-- START OF DATA LISTING --
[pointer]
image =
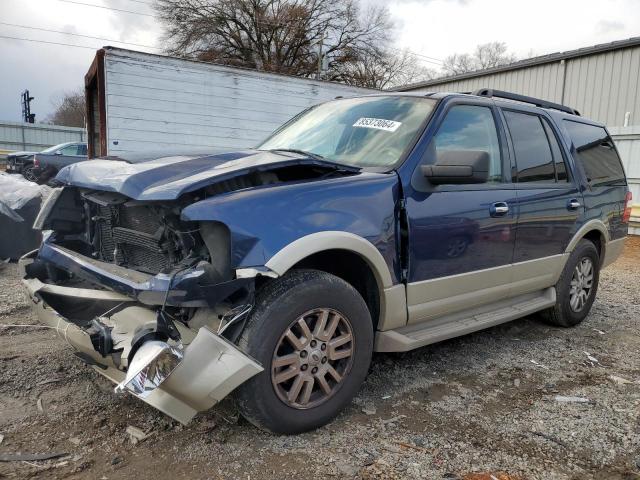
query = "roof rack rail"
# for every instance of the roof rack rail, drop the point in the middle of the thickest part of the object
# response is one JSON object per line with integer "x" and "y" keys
-- END OF DATA LISTING --
**INSTRUCTION**
Reproduce every line of the material above word for word, but leave out the picture.

**WRITTEN ANSWER**
[pointer]
image =
query = "roof rack rail"
# for every instance of the roof rack rail, drop the point in the middle of the thickest part of the object
# response is one JSON object per line with integer "x" and "y" keys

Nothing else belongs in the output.